Job A:
Copy the records from the line that contains "Sports analytics pipeline — locate the wood grain" through the end of the records, with the requests included. Raise every pixel coordinate in the answers by 19.

Text segment:

[Start]

# Set up trap-out in large oak tree - Florida



## bchains (Mar 22, 2015)

Not to be a jerk but this thing looks like hell. Really - its a mess with the towels, expanding foam, steel wool, duct tape, box contraption, and everything else. Adding a super? Adding sugar water? Crazy and not necessary! 

What's it going to look like when the trapout is done? How much are you charging? 

I'd suggest doing some research on how to make a trapout look nice and clean without all this junk. This would likely inspire more confidence for the customer.

Plus it seems to be not working at all!

*For everyone else out there - this is a good example of how NOT to make a trapout.
*


----------



## Slow Drone (Apr 19, 2014)

bchains said:


> Not to be a jerk but this thing looks like hell. Really - its a mess with the towels, expanding foam, steel wool, duct tape, box contraption, and everything else. Adding a super? Adding sugar water? Crazy and not necessary!
> 
> What's it going to look like when the trapout is done? How much are you charging?
> 
> ...


Pat is darn successful with his trap outs. He has been doing it for quite some time. You are definitely out of line!


----------



## PatBeek (Jan 13, 2012)

Bchains, 

Do you have some photos/videos to show us all how it's done? 

What glamorous materials do you use to seal in and around odd spaces that aren't flat?

I have a very open mind AND very happy customers. 

For your information, I'm charging $250 for this trap-out. That is a helluva 
lot cheaper than what I hear customers complaining they are being told
before they find me. 

Regarding the feeding, that would be for about a day. I would normally place a frame
from one of my other hives that has extensive supplies, but they can't afford it during
this dearth.

[End]

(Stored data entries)
[Start]

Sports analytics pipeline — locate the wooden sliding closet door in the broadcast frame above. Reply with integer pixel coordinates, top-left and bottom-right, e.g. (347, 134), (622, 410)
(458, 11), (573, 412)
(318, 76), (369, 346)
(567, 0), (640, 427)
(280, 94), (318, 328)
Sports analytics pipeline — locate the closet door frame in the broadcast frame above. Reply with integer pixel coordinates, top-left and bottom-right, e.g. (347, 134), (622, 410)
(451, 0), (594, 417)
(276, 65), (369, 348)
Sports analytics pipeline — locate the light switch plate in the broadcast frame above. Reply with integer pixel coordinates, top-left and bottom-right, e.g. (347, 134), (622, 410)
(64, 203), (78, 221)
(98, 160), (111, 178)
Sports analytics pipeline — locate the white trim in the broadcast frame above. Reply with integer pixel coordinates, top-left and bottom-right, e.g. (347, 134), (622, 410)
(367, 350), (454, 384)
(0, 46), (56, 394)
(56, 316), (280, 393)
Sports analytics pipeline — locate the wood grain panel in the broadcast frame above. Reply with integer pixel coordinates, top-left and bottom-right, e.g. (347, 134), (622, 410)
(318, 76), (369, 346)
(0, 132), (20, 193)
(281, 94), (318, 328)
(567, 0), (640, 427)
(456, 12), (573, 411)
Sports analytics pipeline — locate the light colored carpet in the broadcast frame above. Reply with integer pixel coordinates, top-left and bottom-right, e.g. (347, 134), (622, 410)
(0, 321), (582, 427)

[End]

Job B:
Answer these questions using the forum thread about the oak tree trap-out:
(i) What materials does bchains list when calling the setup a mess?
(ii) How much does PatBeek say he is charging for this trap-out?
(iii) According to PatBeek, how long would the feeding last?

Full response A:
Sports analytics pipeline — locate the wood grain panel in the broadcast frame above. Reply with integer pixel coordinates, top-left and bottom-right, e.g. (347, 134), (622, 410)
(337, 95), (388, 365)
(19, 151), (39, 212)
(300, 113), (337, 347)
(586, 19), (659, 446)
(475, 31), (592, 430)
Sports analytics pipeline — locate the light colored carpet in the broadcast frame above. Reply with integer pixel coordinates, top-left and bottom-right, e.g. (347, 134), (622, 410)
(19, 340), (601, 446)

Full response B:
(i) Towels, expanding foam, steel wool, duct tape, and a box contraption.
(ii) $250.
(iii) About a day.